━━ Metin Parçası ━━

Türkiye’deki ilk güzellik yarışması ile İslam’ın bitişini kutladılar

Güzellik anlayışının gençlikle eşdeğer tutulduğu bugünkü anlayış dünyaya Bizans’tan kalmıştır. Çünkü Bizans hükümdarları oğullarını evlendirecekleri zaman ülkenin en güzel kızını bulmak için bir yarışma düzenletir, bunun için ülkenin her yanına tellallar çıkartılıp, kararlaştırılan günde yüzlerce genç kızın saray önünde toplanması sağlanır, sonrada kurulan jüri huzurunda kral, oğlunun müstakbel eşini seçerken halkta bu yarışmayı seyrederek eğlenirmiş.

Böyle evlenen beş hükümdar olduğunu, bunlardan 788 yılında evlenen VI. Constantinius’un jürisinde babasının yerinde annesinin yer aldığını tarihler yazar.

Güzellik yarışması ülkemize, İslam’ın yok edilmeye, Müslümanların cahilleştirilmeye çalışıldığı bir zamanda sıçramış.Alimlerin bölük bölük katledildiği, İslamı hatırlatacak her cismin kaldırıldığı bir dönem…

TARİHİNDEN UTANANLARIN ORGANİZESİ

1932 yılında Belçika’nın Spa şehrinde 28 ülkenin katılımıyla dünya güzellik yarışması düzenlendi. Bu yarışmayı Türkiye’de, Cumhuriyet gazetesi organize ediyordu.

Keriman Halis adında aslında çok çirkin bir kız da Türkiye’yi temsilen katıldı. Rezalet… Bedenini sergilemek ve ”beni beğenin demek”…
Jüri tüm üyeleri izleyip puan değerlendirmesi için başka bir salona geçince, başkan kürsüye gelerek şu konuşmayı yaptı:

”Sayın jüri üyeleri, bu gün Avrupa’nın, Hristiyanlığının zaferini kutluyoruz.1400 senedir dünya üzerinde hakimiyetini sürdüren İslamiyet artık bitmiştir.
Onu Avrupa bitirmiştir. Bir zamanlar sokağı bile peçesi arkasından seyredebilen Müslüman kadınların temsilcisi Türk güzeli Keriman Halis mayo ile aramızdadır. Bu kızı zaferimizin tacı ilan edeceğiz.Onu kraliçe seçeceğiz. Ondan daha güzeli varmış yokmuş, bu önemli değil, bu sene güzellik kraliçesi seçmiyoruz. Bu sene İslamı yenmenin zaferini kutluyoruz. Avrupa’nın zaferini kutluyoruz.
Bir zamanlar Fransa’da oynanan dansa müdahalede bulunan Kanuni Sultan Süleyman’ın torunu işte mayo ve ……… ile önümüzdedir. Kendini bizlere beğendirmeye çalışmaktadır. Biz de bize uyan bu kızı beğendik. Müslümanların geleceğinin böyle olması dileğiyle. Türk güzelini dünya güzeli olarak seçiyoruz, fakat kadehlerimizi Avrupa’nın zaferi için kaldıracağız.”

━━━
━━ Veriler ━━

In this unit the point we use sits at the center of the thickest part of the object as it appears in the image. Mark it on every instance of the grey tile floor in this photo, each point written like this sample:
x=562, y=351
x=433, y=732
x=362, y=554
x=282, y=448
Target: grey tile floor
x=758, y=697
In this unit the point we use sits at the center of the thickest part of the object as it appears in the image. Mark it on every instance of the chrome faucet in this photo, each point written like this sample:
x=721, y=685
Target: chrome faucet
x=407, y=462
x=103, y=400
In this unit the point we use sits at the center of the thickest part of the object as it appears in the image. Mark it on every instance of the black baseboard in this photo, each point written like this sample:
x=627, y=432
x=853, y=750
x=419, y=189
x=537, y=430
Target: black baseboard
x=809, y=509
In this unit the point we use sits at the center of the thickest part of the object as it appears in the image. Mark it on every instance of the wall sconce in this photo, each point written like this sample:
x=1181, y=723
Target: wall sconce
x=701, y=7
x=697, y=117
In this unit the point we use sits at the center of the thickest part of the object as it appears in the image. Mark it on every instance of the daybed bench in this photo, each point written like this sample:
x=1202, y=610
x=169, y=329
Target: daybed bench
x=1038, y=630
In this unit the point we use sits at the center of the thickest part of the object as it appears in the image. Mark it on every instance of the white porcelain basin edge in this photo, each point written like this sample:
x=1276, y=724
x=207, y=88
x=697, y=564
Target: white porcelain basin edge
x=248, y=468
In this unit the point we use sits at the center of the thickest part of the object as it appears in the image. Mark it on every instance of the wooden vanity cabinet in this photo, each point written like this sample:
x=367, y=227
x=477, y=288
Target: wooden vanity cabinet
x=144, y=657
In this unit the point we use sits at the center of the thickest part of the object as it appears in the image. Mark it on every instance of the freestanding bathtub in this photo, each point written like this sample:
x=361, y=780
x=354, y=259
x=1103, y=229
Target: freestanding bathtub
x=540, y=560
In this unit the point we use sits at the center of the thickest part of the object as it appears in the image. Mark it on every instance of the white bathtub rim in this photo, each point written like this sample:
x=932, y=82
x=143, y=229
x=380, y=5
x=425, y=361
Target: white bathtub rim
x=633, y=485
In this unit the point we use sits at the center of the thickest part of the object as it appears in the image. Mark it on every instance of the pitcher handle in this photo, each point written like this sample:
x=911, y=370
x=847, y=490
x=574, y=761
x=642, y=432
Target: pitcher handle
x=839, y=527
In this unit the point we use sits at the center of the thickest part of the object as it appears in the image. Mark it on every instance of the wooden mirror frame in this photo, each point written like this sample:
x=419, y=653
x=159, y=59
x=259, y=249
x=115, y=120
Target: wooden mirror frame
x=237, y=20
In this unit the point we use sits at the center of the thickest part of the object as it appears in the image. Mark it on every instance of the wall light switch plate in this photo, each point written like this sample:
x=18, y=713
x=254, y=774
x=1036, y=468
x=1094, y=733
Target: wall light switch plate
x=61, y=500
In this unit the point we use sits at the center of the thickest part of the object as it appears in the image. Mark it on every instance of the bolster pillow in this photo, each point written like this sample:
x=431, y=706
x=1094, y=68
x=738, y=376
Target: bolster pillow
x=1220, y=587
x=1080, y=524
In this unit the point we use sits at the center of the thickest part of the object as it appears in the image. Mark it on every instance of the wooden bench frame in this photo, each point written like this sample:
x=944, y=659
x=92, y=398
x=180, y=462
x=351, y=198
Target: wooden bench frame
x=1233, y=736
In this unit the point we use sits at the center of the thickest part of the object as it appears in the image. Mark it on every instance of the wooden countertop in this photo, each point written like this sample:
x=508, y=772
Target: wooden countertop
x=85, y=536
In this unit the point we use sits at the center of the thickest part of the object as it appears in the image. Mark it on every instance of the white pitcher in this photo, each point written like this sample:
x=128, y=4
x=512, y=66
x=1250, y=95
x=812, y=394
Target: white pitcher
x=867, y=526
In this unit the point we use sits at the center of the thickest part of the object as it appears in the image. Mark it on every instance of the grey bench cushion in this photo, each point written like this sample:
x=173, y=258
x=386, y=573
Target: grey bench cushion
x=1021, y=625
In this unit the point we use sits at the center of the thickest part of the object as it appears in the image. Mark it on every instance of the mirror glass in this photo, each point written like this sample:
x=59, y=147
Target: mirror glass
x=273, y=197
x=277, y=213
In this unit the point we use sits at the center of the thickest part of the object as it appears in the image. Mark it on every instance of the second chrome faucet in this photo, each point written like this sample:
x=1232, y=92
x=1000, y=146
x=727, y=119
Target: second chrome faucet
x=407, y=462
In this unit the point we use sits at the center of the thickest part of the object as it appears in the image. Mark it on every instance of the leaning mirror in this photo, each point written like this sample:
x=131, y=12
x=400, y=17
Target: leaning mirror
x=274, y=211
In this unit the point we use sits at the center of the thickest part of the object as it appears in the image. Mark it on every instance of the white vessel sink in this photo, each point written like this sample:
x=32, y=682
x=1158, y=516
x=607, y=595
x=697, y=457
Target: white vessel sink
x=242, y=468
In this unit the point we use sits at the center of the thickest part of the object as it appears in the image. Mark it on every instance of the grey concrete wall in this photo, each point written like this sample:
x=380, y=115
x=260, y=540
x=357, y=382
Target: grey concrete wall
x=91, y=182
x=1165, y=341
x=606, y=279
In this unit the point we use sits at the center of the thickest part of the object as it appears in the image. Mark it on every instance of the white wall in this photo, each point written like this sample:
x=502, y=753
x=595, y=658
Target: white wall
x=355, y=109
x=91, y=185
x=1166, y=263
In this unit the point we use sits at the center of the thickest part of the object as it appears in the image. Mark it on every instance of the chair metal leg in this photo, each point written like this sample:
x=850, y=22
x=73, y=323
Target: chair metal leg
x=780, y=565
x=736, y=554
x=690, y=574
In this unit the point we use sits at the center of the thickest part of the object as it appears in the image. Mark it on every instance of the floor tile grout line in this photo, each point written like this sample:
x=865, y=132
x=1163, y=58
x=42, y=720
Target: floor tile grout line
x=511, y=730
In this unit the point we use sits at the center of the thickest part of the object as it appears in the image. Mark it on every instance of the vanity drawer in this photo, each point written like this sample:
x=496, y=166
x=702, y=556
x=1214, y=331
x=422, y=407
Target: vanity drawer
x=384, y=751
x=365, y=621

━━━

● Yönerge
Güzellik yarışması metnini "Türkiye’deki ilk güzellik" sözleriyle başlayıp "aldığını tarihler yazar." sözlerinden sonra bitecek biçimde yeniden yaz ve "tellallar" yerine "haberciler" koy. Satırların metinle hiçbir ilgisi yoktur.

● Alıştırma Çıktısı
Türkiye’deki ilk güzellik yarışması ile İslam’ın bitişini kutladılar

Güzellik anlayışının gençlikle eşdeğer tutulduğu bugünkü anlayış dünyaya Bizans’tan kalmıştır. Çünkü Bizans hükümdarları oğullarını evlendirecekleri zaman ülkenin en güzel kızını bulmak için bir yarışma düzenletir, bunun için ülkenin her yanına haberciler çıkartılıp, kararlaştırılan günde yüzlerce genç kızın saray önünde toplanması sağlanır, sonrada kurulan jüri huzurunda kral, oğlunun müstakbel eşini seçerken halkta bu yarışmayı seyrederek eğlenirmiş.

Böyle evlenen beş hükümdar olduğunu, bunlardan 788 yılında evlenen VI. Constantinius’un jürisinde babasının yerinde annesinin yer aldığını tarihler yazar.